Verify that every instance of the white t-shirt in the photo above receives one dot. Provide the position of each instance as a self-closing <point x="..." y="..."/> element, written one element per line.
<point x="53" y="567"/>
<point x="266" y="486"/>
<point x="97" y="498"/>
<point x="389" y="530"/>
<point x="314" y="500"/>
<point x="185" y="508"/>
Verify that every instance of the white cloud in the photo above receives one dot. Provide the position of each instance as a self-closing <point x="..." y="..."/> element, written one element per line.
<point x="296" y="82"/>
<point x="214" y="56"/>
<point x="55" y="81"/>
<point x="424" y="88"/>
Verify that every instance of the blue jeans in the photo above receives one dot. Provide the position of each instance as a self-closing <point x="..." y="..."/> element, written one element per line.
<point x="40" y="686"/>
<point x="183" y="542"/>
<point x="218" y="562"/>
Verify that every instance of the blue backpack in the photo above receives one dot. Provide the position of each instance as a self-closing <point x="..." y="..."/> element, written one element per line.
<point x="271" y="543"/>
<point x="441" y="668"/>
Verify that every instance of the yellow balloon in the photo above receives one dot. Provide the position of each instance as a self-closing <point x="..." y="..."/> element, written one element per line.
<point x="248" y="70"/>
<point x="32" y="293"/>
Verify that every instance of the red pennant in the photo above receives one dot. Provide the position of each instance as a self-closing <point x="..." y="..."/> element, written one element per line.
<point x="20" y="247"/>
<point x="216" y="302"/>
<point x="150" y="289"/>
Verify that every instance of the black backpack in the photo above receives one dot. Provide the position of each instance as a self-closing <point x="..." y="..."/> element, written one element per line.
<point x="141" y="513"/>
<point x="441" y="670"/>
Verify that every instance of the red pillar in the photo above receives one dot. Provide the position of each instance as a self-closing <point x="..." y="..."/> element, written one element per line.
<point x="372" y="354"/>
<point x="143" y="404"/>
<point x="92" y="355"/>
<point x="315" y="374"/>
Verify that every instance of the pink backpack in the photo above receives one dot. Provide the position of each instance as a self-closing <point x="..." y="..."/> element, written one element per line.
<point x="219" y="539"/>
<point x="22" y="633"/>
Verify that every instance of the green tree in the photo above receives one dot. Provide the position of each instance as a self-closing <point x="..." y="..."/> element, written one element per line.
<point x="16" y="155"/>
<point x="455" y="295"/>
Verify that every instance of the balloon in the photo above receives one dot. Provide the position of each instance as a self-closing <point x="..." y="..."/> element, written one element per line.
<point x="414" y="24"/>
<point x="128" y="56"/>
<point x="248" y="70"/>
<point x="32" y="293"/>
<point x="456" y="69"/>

_ _ _ _

■ **WHAT IS EXPECTED**
Please return the whole listing, line for line, exactly.

■ **THE COMPLETED TASK**
Verify that every instance of the white t-shirt in the photo above receives one dot. Provide the position of each instance as a self-closing <point x="..." y="..."/> element, written one element per line.
<point x="53" y="567"/>
<point x="266" y="486"/>
<point x="97" y="498"/>
<point x="389" y="530"/>
<point x="314" y="500"/>
<point x="185" y="508"/>
Verify that every instance of the white cloud in the photo above receives one dot. Provide the position of each instance as a self-closing <point x="..." y="..."/> element, written one element per line.
<point x="296" y="82"/>
<point x="214" y="56"/>
<point x="55" y="81"/>
<point x="424" y="88"/>
Verify that every instance of the blue jeans in the photo above receives one dot. Provide the position of each instance as a self-closing <point x="..." y="..."/> element, written one element per line.
<point x="40" y="686"/>
<point x="183" y="542"/>
<point x="218" y="562"/>
Verify that every instance of the blue backpack in the photo above receives one dot. Provide the position of each instance as a self-closing <point x="..." y="..."/> element, written one element per line.
<point x="271" y="543"/>
<point x="441" y="668"/>
Verify that every instance of the yellow balloon in the photo above receives one dot. Provide the position of each instance as a self-closing <point x="..." y="..."/> element, written one element per line.
<point x="248" y="70"/>
<point x="32" y="293"/>
Verify that every instance of the red pennant in the photo above receives one dot. Provide the position of each instance as a self-closing <point x="..." y="..."/> element, written one element per line.
<point x="20" y="247"/>
<point x="216" y="302"/>
<point x="150" y="289"/>
Verify that every instance of the black backpack in the photo above receives one dot. Provide the position of each instance as a self-closing <point x="..." y="..."/> element, written one element per line.
<point x="141" y="513"/>
<point x="441" y="670"/>
Verify that every instance of the red pillar in the photo above receives one dot. Provide the position of each instance as a self-closing <point x="..." y="..."/> element, written one element per line.
<point x="372" y="354"/>
<point x="143" y="404"/>
<point x="92" y="355"/>
<point x="315" y="374"/>
Verify that every instance of the pink backpack in the photo above receives one dot. Provide the position of each instance as a self-closing <point x="..." y="..."/> element, written one element per line.
<point x="219" y="539"/>
<point x="22" y="633"/>
Verify that every instance of the green tree in the photo above receives one dot. Provide the position of each instance as a self-closing <point x="..." y="..."/> element, written one element per line.
<point x="16" y="155"/>
<point x="455" y="295"/>
Verify that every instance of the balloon in the photo above receives one dot. Provide the position of each instance as a self-closing <point x="..." y="..."/> element, written one element per line.
<point x="414" y="24"/>
<point x="128" y="56"/>
<point x="248" y="70"/>
<point x="32" y="293"/>
<point x="456" y="69"/>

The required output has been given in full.